• Your instructions
Please write out the mailing list reply word for word, beginning at the words "Loïc Hoguin essen@REDACTED" and stopping after "just french. :)".

• Passage given
## begin
[erlang-questions] Looking for slides of a lightning talk

Loïc Hoguin essen@REDACTED
Thu Jul 12 01:03:41 CEST 2012


Hey,

Don't worry if I am sounding a bit condescending in some parts of this 
reply, I'm not rude, I'm just french. :)

On 07/12/2012 12:30 AM, Ian wrote:
> On 11/07/2012 11:47, Thomas Lindgren wrote:
>> 1. Too few dedicated erlang web programmers, so still a lot of DIY.
>> This may be a bootstrapping/community issue. Which is nontrivial, by
>> the way.
>>
>> 2. Packages: Let me gripe a bit. At work, we've had endless trouble
>> with Ruby gems, some hair tearing with CPAN, and have spent a couple
>> of man years on packaging for RH and Debian. The whole process is
>> still pretty clunky and hacky. So not a solved problem in the rest of
>> the world either IMO and the erlang way has some advantages. But I
>> agree that more love is needed to catch up, especially on usability.
> Things need A LOT more love. I want to use cowboy to write some web
> software. Looks easy enough. There are Erlang drivers for the database I
> need to use, so all looks OK to proceed.  I have just started with
> Erlang so not too familiar with things yet. This is my experience.
## end
• Data section
## begin
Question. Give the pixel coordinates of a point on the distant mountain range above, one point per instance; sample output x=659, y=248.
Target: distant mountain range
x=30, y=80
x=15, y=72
## end
• Result below
Loïc Hoguin essen@REDACTED
Thu Jul 12 01:03:41 CEST 2012


Hey,

Don't worry if I am sounding a bit condescending in some parts of this 
reply, I'm not rude, I'm just french. :)